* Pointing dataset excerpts
** BEGIN **

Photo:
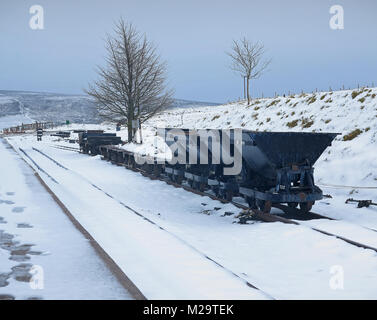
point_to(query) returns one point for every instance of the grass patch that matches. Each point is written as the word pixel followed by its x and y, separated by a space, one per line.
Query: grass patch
pixel 352 135
pixel 273 103
pixel 311 100
pixel 355 94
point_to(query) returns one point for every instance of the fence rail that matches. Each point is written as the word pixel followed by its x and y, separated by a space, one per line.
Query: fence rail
pixel 28 126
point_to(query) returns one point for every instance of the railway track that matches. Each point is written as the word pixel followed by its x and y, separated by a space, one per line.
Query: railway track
pixel 254 214
pixel 66 148
pixel 58 164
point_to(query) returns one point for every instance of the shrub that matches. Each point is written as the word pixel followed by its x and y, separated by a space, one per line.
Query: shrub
pixel 352 135
pixel 292 123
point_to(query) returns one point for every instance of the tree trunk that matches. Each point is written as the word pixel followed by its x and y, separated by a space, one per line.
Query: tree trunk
pixel 248 91
pixel 129 128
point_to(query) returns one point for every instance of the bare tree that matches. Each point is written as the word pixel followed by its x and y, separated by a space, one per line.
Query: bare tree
pixel 132 85
pixel 247 59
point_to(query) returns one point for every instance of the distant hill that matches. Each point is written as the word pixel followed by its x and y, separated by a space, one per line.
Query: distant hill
pixel 61 107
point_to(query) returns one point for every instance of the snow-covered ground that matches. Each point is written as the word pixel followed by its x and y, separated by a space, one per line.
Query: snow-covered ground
pixel 37 238
pixel 284 261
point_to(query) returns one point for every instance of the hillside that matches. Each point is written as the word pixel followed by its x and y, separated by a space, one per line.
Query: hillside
pixel 17 106
pixel 352 159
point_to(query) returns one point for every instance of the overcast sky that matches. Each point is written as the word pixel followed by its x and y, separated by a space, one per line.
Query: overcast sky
pixel 192 36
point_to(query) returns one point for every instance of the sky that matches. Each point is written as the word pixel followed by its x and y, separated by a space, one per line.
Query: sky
pixel 192 37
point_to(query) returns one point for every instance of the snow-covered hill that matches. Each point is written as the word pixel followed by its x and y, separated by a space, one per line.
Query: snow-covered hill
pixel 58 107
pixel 350 161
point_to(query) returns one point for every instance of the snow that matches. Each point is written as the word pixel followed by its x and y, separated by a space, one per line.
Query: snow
pixel 70 265
pixel 284 261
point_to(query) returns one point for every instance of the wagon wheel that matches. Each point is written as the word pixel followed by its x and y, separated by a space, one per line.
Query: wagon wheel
pixel 228 196
pixel 305 207
pixel 202 186
pixel 264 206
pixel 292 204
pixel 251 202
pixel 178 179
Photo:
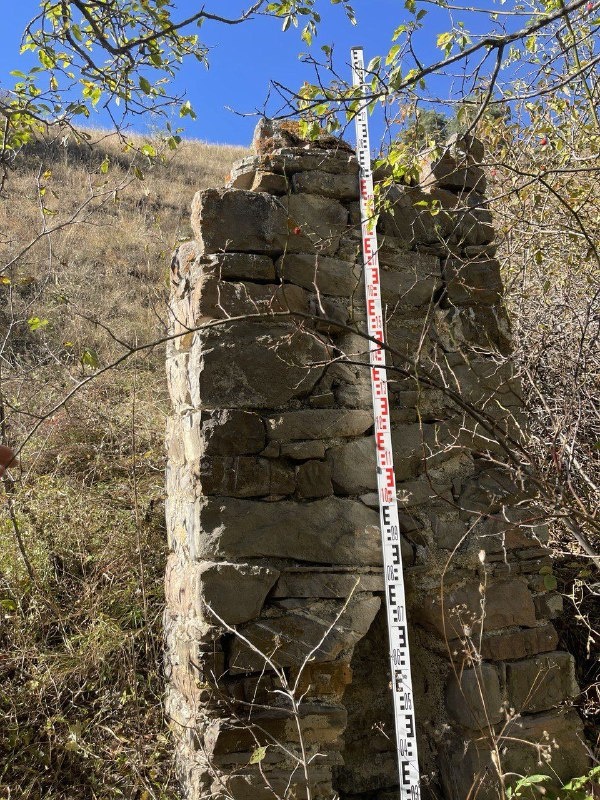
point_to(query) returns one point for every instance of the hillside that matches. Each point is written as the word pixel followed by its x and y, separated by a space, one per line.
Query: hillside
pixel 87 234
pixel 82 545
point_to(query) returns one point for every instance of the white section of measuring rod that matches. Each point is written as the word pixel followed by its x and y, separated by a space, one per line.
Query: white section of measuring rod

** END **

* Brief
Reproduce all of the material above verbatim, line for line, omitting the pictures from your answer.

* Answer
Photo:
point_to(query) returns one point for every instance of the grass patch that matches. Each point is written as the word pixel followed by its x and y, separated by a space, one per line.
Query: grass patch
pixel 352 135
pixel 273 103
pixel 311 100
pixel 355 94
point_to(query) returns one point for every instance of the fence rail that matches. Each point is written as the word pixel followed by its x and y, separated by a space, one per line.
Query: fence rail
pixel 28 126
point_to(query) returns one point for every instance of the railway track that matches. Each point is written as the word pixel followed by its x and y, separated by a space, one per line.
Query: railway track
pixel 254 214
pixel 66 148
pixel 58 164
point_to(query) returns one point for every instance of the shrub that matches. Each point is written as the word pixel followed by its x and y, separated by a space, one per line.
Query: shrub
pixel 352 135
pixel 292 123
point_to(query) returns one point for every instance of the tree trunk that matches. Each point is written as the word pixel followed by its x and y, separated by a space, one per line.
Query: tree trunk
pixel 248 91
pixel 129 128
point_to(query) returns one point for every instance of the bare tree that matches. Each point is written as the word pixel followed by its x and y, separated by a space, one per line.
Query: bare tree
pixel 132 85
pixel 247 59
point_to(query) returns one point for every instance of the distant hill that matches. Each point is written as the word pixel followed by its x and y, separated by a space, one per line.
Query: distant hill
pixel 61 107
point_to(query) returns one point for every instance of the snow-covered ground that matches. Each point is written as the word pixel followed by its x and y, separated by a space, one per line.
Query: snow-covered ground
pixel 37 238
pixel 284 261
point_to(query) returns one point for every instance of the hillside that matches. Each point is written as the word pixel followed by its x and y, separated by a space, one per line.
Query: hillside
pixel 17 106
pixel 352 159
point_to(query) returns one point for every instance of the overcast sky that matches. Each point is written as the word pixel followed by its x and y, separated by a space, one per line.
Query: overcast sky
pixel 192 36
point_to(query) returns one point for every instance of the sky that matches. Each point is written as the word pixel followed by its x and y, separated by a space, one per line.
Query: sky
pixel 192 37
point_to(query) returns one point for every instance of the snow-covered hill that matches. Each point is written as the word pixel followed by its x and y, separated by a space, one per line.
Query: snow-covered hill
pixel 58 107
pixel 350 161
point_to(query) returns one point for every instance of the snow that matches. Each point is written as the word pixel followed by its x and y, separated by a space, one per line.
Query: snow
pixel 70 265
pixel 284 261
point_to(query) returns one point for every instance of the wagon wheel that matches. Each point is written as the word pixel followed by its x and y, separated by a space, one per line.
Query: wagon wheel
pixel 228 196
pixel 305 207
pixel 202 186
pixel 264 206
pixel 292 204
pixel 251 202
pixel 178 179
Photo:
point_to(query) returns one point for every instance of the hillside that matches. Each point is written as the word pixel followed by its x and y, separated by a space, one per line.
Query: hillside
pixel 87 234
pixel 82 545
point_to(query) returns one point for every instance of the white section of measuring rod that matches. Each point is written as the word pixel followed by its x and y, separated by a space, one per line.
Query: white section of measuring rod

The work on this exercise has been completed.